Copy the rows from the start through the line containing "179), (477, 195)]", replacing "wooden railing" with "metal railing" and leaving everything else unchanged.

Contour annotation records
-=-=-=-=-
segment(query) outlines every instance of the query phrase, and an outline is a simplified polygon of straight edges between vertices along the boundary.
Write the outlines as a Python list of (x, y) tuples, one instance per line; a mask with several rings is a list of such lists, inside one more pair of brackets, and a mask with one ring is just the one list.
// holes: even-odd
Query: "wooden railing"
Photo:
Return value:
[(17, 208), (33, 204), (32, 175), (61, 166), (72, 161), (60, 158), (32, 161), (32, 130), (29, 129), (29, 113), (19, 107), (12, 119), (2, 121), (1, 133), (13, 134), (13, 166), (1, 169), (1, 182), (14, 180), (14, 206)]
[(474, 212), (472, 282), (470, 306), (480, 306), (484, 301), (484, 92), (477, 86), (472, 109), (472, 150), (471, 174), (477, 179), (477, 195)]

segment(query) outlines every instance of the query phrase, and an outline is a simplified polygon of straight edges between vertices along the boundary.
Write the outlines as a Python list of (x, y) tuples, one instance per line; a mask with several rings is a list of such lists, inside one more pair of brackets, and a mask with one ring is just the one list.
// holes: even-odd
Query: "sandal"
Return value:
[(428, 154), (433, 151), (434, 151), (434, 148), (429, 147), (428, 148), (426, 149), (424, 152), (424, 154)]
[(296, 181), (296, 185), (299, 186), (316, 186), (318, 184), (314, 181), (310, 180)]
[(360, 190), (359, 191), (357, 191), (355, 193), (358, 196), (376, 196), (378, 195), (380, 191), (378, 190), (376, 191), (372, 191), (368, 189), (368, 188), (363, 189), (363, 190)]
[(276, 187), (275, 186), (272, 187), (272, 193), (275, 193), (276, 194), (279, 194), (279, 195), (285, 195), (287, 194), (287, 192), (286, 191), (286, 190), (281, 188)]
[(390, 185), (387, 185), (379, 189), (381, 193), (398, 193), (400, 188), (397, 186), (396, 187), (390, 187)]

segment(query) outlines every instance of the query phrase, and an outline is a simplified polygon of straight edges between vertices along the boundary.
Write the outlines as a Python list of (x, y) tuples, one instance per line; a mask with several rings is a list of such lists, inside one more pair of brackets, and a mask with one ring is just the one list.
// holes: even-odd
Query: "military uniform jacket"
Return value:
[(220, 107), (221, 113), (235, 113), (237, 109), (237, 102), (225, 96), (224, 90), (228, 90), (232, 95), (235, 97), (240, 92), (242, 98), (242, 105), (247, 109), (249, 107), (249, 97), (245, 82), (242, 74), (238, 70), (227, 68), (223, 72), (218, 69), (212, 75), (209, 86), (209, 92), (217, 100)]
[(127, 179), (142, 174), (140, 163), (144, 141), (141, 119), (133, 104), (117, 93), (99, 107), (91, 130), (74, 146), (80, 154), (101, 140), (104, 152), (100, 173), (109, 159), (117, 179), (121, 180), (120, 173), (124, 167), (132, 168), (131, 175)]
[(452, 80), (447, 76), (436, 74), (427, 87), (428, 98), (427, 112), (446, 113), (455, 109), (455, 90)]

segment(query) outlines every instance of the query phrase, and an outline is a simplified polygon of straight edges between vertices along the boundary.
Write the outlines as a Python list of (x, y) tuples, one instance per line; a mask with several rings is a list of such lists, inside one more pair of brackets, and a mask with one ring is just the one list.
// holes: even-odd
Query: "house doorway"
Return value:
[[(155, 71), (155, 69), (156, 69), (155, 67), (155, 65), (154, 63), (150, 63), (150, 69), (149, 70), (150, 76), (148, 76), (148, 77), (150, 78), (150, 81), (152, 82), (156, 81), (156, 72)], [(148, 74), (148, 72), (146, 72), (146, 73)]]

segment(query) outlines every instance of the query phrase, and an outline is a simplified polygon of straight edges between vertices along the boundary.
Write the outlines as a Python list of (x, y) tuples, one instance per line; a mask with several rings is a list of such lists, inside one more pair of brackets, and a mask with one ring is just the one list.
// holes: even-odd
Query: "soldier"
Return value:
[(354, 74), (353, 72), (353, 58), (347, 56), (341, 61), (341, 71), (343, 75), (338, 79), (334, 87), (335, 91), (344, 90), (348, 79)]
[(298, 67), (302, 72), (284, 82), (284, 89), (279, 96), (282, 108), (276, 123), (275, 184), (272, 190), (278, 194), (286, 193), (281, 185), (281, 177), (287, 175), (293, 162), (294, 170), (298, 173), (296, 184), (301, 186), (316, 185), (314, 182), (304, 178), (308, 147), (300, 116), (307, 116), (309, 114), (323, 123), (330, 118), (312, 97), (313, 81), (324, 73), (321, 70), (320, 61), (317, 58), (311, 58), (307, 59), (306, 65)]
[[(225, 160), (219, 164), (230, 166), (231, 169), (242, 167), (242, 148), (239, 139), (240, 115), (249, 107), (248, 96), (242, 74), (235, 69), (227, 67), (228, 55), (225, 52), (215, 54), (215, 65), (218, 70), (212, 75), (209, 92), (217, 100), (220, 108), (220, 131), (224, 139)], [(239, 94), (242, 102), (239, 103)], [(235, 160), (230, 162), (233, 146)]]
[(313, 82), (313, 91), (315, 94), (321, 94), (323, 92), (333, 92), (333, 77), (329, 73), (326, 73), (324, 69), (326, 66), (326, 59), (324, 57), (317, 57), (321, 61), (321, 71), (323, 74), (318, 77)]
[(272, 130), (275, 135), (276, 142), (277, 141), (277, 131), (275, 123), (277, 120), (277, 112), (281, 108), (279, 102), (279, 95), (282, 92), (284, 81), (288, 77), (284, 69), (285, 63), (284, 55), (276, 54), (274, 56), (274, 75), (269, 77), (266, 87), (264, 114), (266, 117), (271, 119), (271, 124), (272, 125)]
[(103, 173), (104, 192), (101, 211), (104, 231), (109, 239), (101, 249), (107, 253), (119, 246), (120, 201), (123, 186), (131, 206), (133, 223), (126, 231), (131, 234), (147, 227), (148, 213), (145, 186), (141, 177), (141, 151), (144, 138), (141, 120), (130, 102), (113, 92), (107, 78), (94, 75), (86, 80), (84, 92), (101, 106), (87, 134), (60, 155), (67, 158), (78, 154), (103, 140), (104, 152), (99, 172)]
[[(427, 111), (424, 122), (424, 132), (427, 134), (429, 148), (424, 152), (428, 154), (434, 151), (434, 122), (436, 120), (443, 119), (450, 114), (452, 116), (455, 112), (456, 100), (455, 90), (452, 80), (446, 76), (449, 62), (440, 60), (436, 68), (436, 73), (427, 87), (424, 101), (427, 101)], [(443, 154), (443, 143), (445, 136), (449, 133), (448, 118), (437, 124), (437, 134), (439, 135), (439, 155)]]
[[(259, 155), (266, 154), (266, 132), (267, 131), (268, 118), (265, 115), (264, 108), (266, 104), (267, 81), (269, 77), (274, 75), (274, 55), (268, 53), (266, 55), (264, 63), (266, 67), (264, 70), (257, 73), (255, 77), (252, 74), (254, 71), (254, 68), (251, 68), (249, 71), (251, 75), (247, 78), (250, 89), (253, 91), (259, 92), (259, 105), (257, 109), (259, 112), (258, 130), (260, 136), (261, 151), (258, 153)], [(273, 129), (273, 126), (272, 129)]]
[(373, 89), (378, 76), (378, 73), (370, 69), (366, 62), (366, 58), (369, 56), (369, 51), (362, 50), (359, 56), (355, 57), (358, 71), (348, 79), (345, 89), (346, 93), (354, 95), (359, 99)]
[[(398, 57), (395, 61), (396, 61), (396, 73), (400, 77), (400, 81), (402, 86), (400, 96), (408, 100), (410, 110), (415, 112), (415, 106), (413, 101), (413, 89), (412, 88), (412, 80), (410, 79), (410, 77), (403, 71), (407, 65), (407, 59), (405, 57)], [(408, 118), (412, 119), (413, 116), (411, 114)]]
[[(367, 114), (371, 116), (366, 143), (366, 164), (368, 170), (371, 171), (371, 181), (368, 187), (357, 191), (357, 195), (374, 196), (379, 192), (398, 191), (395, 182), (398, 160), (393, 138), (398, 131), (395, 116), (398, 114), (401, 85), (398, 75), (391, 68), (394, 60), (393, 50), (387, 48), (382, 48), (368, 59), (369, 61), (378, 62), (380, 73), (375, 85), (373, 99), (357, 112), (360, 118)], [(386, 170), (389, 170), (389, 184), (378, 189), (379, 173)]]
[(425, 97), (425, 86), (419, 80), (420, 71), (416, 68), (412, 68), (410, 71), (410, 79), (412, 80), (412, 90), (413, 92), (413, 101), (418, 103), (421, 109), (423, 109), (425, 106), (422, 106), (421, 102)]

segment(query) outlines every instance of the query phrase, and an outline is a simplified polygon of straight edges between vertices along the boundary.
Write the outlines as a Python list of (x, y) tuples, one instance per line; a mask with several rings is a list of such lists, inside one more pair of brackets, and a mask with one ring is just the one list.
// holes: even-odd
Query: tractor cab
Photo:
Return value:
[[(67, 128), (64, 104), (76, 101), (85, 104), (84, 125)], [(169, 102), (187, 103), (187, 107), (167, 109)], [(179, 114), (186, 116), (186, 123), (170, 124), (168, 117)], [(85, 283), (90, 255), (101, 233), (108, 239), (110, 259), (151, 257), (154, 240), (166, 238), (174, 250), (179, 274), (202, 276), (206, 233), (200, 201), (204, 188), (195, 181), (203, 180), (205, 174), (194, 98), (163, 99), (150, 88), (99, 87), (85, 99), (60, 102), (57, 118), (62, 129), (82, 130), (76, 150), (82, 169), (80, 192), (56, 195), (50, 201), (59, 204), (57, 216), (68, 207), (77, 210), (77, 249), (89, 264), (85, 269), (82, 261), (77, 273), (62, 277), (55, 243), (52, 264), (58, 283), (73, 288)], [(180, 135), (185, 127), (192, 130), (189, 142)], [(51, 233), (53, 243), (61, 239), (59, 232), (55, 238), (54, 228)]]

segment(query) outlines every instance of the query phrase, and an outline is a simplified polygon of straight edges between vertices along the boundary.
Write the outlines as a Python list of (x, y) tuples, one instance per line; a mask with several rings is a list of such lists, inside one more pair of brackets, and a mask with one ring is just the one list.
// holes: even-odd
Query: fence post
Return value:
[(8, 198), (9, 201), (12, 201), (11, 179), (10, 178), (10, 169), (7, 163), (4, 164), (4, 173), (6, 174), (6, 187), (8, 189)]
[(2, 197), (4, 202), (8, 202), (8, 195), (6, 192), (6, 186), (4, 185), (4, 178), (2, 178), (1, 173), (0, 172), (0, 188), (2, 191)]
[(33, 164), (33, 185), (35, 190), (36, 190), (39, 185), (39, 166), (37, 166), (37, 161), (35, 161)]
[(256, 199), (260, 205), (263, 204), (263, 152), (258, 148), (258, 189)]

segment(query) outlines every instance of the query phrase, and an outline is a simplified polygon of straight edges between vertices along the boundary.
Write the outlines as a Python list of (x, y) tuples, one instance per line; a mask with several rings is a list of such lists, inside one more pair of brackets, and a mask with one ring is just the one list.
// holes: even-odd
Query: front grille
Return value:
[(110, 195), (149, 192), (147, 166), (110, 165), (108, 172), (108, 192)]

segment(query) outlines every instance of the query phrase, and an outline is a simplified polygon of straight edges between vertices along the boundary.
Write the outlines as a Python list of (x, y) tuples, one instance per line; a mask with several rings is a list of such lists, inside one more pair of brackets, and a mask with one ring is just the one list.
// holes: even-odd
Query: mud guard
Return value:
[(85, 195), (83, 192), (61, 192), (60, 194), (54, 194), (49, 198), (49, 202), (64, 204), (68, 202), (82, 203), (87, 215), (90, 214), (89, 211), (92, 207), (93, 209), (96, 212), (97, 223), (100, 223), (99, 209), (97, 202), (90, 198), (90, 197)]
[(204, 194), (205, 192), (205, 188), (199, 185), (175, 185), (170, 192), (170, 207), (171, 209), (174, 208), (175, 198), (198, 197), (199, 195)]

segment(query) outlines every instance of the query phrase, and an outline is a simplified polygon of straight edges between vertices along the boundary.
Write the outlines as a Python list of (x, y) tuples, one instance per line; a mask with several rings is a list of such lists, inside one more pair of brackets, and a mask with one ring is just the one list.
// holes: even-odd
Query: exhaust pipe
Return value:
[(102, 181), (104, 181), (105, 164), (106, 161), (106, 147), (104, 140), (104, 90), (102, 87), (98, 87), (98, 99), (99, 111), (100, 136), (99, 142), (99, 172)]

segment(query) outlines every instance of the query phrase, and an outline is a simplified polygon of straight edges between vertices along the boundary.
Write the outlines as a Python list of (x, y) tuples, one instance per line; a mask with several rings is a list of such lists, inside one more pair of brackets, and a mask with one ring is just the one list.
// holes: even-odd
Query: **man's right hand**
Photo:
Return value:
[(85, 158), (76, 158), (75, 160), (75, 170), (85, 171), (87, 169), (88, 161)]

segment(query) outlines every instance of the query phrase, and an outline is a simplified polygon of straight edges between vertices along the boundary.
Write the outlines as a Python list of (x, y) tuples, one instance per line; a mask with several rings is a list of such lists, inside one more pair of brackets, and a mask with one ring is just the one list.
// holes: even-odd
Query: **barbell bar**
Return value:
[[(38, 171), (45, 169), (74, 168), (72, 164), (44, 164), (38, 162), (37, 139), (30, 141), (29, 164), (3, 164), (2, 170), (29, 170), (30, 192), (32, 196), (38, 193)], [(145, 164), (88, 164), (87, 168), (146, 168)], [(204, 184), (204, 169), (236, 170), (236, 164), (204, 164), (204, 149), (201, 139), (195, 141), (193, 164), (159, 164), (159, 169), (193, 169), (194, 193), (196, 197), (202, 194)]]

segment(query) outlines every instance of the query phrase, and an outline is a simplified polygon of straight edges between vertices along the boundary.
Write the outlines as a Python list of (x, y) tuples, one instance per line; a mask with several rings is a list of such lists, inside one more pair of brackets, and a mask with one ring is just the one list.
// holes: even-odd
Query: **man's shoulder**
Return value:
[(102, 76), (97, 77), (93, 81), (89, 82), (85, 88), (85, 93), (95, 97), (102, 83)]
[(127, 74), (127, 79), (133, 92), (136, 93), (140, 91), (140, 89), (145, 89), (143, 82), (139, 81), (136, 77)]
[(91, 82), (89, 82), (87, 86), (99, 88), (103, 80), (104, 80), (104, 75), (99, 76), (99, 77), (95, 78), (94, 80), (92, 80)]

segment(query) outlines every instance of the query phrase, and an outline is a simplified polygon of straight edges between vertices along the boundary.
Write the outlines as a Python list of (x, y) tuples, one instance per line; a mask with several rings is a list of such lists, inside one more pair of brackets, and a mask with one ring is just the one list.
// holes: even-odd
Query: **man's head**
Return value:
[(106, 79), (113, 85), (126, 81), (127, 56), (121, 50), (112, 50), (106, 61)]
-=-=-=-=-
## EXPECTED ANSWER
segment(query) outlines every instance of the query phrase, and an outline is a simplified polygon of straight edges between vertices along the boundary.
Write the outlines as a Python list of (x, y) tuples, one instance per line; a mask with several rings is a list of such lists, inside one more pair of brackets, and a mask with one ring is just the one list.
// holes: even-odd
Query: "metal railing"
Photo:
Return value:
[(17, 208), (33, 204), (32, 175), (61, 166), (72, 161), (60, 158), (32, 161), (32, 130), (29, 129), (29, 113), (19, 107), (12, 119), (2, 121), (1, 133), (13, 134), (13, 166), (1, 169), (1, 182), (14, 180), (14, 206)]
[(474, 212), (472, 282), (470, 306), (480, 306), (484, 301), (484, 92), (477, 86), (472, 109), (472, 150), (471, 174), (477, 179), (477, 195)]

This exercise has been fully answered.